• _Exercise details_
Below this task are records; return each one exactly and omit its images.

• _Records to use_
================
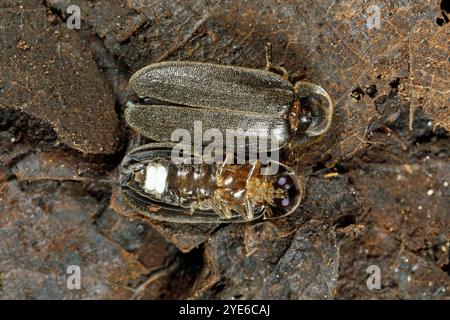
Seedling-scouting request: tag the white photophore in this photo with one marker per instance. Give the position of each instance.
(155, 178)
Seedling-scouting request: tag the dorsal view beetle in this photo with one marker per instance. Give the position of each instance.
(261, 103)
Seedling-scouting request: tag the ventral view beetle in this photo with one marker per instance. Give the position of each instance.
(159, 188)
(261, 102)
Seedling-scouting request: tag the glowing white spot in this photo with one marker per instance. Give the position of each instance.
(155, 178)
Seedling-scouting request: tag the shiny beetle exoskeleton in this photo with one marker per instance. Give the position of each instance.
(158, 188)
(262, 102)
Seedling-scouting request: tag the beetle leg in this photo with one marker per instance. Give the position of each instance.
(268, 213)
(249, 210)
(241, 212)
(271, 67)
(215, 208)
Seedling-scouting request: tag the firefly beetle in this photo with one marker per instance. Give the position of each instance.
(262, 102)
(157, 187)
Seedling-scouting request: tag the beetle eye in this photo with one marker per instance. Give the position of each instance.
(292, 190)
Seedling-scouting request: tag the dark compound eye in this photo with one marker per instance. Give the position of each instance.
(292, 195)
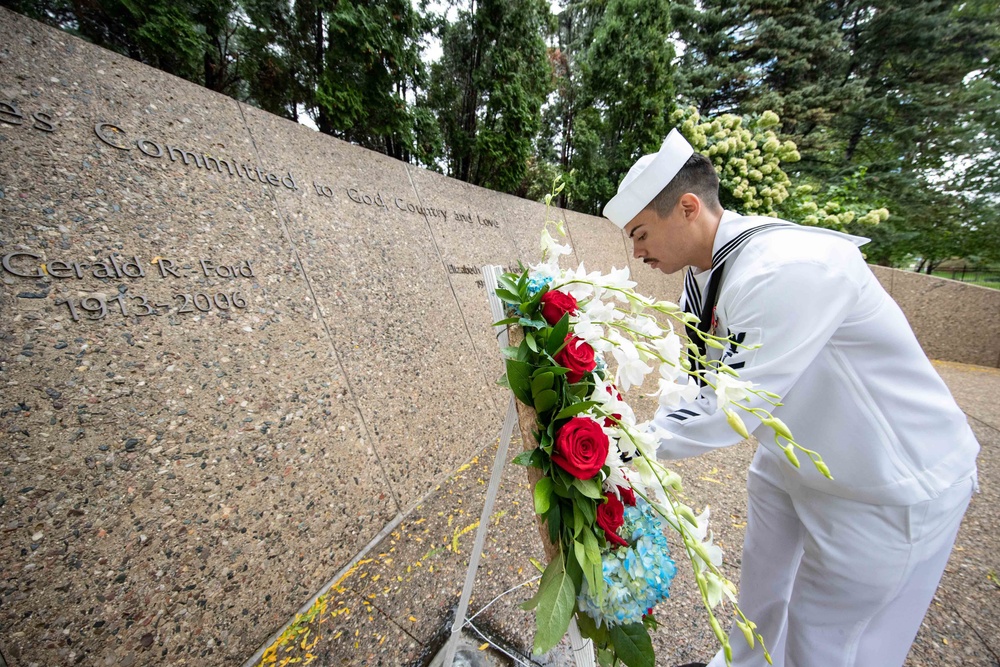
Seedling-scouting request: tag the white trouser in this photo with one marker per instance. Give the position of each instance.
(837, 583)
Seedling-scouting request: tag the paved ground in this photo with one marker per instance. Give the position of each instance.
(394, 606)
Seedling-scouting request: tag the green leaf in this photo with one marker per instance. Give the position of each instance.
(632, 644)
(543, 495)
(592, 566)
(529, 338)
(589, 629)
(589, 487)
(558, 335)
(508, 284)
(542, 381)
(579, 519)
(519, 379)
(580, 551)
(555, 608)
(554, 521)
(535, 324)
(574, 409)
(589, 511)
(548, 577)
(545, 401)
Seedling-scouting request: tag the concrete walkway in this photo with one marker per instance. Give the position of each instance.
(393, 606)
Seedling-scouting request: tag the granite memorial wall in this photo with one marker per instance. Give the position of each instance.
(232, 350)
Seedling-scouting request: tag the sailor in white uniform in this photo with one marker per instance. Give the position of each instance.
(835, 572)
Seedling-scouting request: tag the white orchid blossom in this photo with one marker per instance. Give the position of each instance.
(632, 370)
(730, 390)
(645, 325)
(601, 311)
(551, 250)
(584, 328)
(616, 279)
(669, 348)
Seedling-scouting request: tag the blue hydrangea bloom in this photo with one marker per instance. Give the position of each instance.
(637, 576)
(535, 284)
================
• _Result of this task_
Seedling-scouting request: tag the white photophore in this photo with one marker per instance. Give the position of each instance.
(155, 178)
Seedling-scouting request: tag the dorsal view beetle in this photo with one marker per instance. Give the position of each instance.
(261, 103)
Seedling-scouting request: tag the ventral view beetle in this photo with one marker per instance. Give the position of each instance.
(159, 188)
(261, 102)
Seedling-scouting request: tag the glowing white spot in this photo with one marker per instance. Give the position of each instance.
(155, 178)
Seedling-scouting request: tag the shiny beetle exoskeleton in this photo with one marker per instance. Give the position of each instance.
(158, 188)
(262, 102)
Seedling-scouting request: tag the beetle leg in this photo with one marker per instance. Give the position of each instance.
(268, 213)
(249, 210)
(241, 212)
(271, 67)
(215, 208)
Seedling-scouting request: tag the firefly beetle in this photo with one marker per instance. Give the position of each instance.
(262, 102)
(157, 187)
Seedling-scouting request: tag the beetle eye in this photo with one marker per instance. Give the position of each instance.
(292, 190)
Seedling-scouting request: tag the dark compound eye in this photo with one marker per instance. Give the position of each instance.
(292, 195)
Seedling-scouting request: tag the white trouser in this photo with one marker per instance. Give the position of each instance.
(837, 583)
Seedling-scouting request: tag the paved ground in this photo with one marker per instance. Give the position of each instance.
(394, 606)
Seedling-scouting request: tag the green leaf in this photo with one marker per instance. Give the position of each instance.
(632, 644)
(543, 495)
(592, 566)
(529, 338)
(589, 629)
(589, 487)
(558, 335)
(508, 284)
(542, 381)
(579, 519)
(519, 379)
(580, 551)
(555, 608)
(554, 521)
(535, 324)
(574, 409)
(589, 511)
(548, 577)
(545, 401)
Seedling-scouting request: tag the concrete walkway in this photo with one marker per instance. Give the position of each instance.
(393, 606)
Seedling-scouting request: tag the granite memorial wall in this photo with one marker per instance. Give the position of each instance.
(232, 350)
Seedling-scouting request: tag the sailor in white uniform in this photo with one marker per instance. Give the position of each instance.
(835, 572)
Seedling-scouting request: tag the white orchid blossom in this photo with one marker per instance. Give the position of each instance.
(632, 370)
(730, 390)
(645, 325)
(601, 311)
(551, 250)
(584, 328)
(616, 279)
(669, 348)
Seedling-scouting request: tag the blue hydrangea bloom in this photo with one marker per instance. Give the position of each instance.
(637, 576)
(535, 284)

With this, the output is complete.